__Task goal__. Format the part of the items that opens with the line containing "Kindly give the mask of every instance of the traffic" and closes with the line containing "M670 156L679 156L679" as a numbered list, leaving out blank lines.
++++++++++
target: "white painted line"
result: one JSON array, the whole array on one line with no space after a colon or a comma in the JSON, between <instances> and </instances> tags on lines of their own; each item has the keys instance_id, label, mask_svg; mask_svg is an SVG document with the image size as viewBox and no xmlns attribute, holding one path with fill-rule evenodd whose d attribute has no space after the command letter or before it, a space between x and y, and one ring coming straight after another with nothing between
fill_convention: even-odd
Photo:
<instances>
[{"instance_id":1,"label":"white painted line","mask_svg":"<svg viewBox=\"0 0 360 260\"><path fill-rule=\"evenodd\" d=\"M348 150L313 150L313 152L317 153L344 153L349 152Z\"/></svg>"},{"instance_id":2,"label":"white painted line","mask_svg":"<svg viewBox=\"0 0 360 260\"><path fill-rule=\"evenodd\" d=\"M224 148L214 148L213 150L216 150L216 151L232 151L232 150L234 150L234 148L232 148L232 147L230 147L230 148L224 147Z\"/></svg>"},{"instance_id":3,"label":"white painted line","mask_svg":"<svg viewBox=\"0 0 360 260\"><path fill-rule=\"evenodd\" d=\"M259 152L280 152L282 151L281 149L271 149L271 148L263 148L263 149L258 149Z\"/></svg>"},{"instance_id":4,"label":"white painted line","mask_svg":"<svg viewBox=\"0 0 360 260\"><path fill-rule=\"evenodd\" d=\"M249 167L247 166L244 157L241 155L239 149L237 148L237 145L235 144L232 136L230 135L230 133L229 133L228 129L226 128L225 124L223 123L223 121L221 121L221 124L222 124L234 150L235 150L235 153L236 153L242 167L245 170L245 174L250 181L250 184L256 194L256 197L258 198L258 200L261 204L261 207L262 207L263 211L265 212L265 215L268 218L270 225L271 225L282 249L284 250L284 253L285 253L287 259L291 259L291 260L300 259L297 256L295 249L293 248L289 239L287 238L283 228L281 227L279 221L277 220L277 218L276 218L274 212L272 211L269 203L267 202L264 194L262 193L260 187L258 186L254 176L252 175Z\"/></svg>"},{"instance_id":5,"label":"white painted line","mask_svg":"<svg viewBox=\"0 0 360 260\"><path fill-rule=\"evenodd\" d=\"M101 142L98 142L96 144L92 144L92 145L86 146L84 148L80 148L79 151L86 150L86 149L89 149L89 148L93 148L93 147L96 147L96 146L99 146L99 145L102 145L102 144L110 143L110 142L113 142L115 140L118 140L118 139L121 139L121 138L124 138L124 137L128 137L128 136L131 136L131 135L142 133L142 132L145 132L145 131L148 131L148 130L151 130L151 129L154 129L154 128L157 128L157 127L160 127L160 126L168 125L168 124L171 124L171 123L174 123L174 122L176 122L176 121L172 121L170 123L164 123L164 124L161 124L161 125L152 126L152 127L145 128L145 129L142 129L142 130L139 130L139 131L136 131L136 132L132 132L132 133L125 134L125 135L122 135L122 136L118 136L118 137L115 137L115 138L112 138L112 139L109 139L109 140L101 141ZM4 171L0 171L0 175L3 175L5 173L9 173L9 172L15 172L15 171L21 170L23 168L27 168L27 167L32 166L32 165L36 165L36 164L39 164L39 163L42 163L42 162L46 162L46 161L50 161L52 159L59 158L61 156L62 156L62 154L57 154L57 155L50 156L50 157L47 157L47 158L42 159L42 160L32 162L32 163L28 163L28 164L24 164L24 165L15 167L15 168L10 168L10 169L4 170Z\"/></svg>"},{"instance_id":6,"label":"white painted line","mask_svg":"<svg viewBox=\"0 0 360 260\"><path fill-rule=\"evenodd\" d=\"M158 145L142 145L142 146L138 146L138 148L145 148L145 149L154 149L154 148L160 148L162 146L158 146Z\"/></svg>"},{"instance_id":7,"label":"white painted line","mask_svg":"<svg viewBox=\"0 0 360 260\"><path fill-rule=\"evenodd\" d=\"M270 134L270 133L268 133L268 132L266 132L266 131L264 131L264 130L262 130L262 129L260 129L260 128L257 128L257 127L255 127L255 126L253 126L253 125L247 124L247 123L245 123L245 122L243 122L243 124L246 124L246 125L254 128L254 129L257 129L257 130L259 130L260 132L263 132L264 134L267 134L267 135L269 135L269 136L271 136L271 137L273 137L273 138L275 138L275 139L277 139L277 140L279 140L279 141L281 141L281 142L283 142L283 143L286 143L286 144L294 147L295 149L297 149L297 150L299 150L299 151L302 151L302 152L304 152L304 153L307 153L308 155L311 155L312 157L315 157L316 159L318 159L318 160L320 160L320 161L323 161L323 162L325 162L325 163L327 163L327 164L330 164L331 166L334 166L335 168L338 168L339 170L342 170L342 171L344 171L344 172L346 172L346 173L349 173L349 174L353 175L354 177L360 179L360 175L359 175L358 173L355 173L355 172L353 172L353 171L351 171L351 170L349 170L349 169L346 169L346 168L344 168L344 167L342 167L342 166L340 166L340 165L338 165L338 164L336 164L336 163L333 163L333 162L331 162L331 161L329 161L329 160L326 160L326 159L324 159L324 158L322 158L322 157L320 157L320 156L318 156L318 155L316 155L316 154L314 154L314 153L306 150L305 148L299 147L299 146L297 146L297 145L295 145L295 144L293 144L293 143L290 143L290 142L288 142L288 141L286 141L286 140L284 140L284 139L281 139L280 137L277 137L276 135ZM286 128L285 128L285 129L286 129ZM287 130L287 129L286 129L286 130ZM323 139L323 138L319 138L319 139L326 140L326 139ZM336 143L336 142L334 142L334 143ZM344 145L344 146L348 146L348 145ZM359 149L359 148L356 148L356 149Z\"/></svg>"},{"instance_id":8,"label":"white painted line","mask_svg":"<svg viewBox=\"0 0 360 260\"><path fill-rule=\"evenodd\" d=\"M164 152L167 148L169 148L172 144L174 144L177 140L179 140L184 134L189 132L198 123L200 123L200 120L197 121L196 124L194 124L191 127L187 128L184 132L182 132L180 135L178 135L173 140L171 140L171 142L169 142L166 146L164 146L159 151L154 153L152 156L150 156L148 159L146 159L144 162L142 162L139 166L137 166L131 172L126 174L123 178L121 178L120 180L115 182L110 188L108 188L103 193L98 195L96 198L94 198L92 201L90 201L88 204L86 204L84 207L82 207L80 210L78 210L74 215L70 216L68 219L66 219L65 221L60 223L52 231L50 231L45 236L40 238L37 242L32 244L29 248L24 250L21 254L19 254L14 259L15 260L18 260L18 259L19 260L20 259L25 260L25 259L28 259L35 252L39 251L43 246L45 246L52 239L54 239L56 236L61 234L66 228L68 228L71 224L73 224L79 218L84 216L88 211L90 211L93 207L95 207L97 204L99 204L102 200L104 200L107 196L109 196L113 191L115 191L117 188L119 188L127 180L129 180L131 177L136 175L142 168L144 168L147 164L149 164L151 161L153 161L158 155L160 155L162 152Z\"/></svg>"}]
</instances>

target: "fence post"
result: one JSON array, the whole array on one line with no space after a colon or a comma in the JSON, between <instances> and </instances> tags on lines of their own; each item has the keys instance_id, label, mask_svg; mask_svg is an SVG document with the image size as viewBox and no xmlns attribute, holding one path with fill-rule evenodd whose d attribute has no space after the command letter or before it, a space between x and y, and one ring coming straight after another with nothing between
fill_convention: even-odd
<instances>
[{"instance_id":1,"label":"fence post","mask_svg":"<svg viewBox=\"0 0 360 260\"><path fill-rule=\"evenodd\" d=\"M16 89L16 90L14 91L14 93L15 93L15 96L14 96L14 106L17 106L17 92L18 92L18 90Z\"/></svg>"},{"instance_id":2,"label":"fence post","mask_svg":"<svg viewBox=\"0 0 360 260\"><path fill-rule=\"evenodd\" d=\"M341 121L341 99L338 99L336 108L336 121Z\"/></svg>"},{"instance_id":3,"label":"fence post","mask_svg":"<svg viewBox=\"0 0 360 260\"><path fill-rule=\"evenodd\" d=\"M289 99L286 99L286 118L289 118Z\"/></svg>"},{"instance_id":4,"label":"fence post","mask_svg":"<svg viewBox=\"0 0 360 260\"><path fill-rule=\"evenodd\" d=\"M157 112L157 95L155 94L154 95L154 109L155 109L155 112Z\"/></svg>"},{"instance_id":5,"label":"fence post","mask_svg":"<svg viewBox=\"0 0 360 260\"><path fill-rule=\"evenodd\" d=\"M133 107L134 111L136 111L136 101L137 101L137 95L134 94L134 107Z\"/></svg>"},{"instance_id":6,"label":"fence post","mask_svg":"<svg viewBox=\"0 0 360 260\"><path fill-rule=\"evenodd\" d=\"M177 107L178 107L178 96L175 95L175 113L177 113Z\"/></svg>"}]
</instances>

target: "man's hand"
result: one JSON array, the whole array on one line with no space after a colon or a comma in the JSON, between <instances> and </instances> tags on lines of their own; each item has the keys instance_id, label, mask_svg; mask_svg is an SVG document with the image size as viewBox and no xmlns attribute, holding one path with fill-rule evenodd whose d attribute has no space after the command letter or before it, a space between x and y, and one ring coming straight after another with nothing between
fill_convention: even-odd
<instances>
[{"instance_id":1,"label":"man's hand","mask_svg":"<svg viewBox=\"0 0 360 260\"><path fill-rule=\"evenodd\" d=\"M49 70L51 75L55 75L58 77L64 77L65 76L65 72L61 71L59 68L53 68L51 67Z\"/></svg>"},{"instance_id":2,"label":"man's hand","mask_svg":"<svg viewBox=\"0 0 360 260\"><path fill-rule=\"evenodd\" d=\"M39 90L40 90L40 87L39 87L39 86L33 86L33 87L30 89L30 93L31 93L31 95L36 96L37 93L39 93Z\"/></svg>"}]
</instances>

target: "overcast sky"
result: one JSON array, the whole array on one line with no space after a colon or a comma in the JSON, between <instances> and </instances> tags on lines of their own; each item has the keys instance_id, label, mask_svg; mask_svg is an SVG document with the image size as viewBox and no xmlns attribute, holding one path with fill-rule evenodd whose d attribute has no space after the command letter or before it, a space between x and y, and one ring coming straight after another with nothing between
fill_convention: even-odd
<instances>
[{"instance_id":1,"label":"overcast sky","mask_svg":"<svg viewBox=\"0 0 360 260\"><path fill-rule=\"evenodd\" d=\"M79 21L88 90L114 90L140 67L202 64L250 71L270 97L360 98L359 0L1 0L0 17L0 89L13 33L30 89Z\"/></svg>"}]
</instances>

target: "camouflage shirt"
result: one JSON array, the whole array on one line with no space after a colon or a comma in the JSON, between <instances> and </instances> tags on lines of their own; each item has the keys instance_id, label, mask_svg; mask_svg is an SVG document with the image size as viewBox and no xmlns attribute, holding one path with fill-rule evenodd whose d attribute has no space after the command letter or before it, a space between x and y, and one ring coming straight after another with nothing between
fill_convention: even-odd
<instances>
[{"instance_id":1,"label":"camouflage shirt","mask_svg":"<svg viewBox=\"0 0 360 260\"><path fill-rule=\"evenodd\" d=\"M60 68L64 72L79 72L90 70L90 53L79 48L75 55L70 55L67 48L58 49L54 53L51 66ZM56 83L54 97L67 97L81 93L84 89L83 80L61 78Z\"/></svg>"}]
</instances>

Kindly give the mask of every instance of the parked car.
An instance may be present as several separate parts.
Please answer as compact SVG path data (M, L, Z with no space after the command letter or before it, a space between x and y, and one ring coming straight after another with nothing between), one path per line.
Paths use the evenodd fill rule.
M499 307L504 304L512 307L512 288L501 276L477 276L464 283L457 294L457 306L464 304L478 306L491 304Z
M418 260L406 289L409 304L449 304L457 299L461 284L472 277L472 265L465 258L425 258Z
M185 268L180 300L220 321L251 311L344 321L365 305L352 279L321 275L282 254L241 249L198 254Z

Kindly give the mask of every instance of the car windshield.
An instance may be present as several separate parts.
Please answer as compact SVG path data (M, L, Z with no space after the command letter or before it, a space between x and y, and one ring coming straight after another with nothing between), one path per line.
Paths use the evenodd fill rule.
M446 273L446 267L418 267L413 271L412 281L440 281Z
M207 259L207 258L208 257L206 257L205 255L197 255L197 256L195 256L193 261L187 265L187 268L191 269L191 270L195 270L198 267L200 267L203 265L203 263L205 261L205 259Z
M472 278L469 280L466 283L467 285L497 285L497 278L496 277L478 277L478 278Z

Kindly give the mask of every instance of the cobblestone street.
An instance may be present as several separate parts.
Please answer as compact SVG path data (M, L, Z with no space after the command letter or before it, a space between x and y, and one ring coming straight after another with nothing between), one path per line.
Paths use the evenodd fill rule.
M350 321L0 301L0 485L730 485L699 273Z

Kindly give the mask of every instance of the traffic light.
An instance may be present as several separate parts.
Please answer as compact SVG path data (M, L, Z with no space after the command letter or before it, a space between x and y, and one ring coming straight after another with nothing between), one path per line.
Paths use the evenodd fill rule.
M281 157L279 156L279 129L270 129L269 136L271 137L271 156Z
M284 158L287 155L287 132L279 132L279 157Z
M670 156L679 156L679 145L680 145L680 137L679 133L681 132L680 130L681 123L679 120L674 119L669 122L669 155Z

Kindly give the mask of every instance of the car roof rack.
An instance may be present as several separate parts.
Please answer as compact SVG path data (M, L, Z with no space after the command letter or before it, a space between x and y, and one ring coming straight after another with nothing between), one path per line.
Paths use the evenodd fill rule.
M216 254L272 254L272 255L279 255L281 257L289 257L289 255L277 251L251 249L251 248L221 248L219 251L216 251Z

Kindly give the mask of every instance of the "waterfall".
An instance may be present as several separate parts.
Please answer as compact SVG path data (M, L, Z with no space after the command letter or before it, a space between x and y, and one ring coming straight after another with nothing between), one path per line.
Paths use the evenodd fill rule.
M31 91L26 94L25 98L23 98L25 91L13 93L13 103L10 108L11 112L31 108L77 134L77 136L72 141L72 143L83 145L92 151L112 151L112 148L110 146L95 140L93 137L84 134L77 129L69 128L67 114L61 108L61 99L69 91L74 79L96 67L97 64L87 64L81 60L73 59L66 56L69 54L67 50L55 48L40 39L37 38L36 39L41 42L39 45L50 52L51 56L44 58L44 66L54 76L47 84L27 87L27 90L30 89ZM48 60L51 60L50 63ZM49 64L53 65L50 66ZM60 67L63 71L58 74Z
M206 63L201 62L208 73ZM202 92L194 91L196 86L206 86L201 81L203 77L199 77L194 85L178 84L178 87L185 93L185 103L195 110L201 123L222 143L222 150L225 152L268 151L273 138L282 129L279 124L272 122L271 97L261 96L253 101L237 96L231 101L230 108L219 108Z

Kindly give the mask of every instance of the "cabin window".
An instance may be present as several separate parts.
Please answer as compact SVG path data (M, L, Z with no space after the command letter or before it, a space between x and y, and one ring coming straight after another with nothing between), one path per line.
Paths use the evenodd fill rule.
++++++++++
__Written solution__.
1. Kindly give the mask of every instance of the traffic light.
2. An instance may be present as several separate parts.
3. Please answer as compact SVG path data (M, L, Z with no space after the command letter or before it, a space between x and y, and one ring coming straight after another with nothing between), one path per line.
4. Paths use the evenodd fill rule.
5. M281 157L279 156L279 129L270 129L269 136L271 137L271 156Z
6. M284 158L287 155L287 132L279 132L279 157Z
7. M670 156L679 156L679 145L680 145L680 137L679 133L681 132L680 130L681 123L679 120L674 119L669 122L669 155Z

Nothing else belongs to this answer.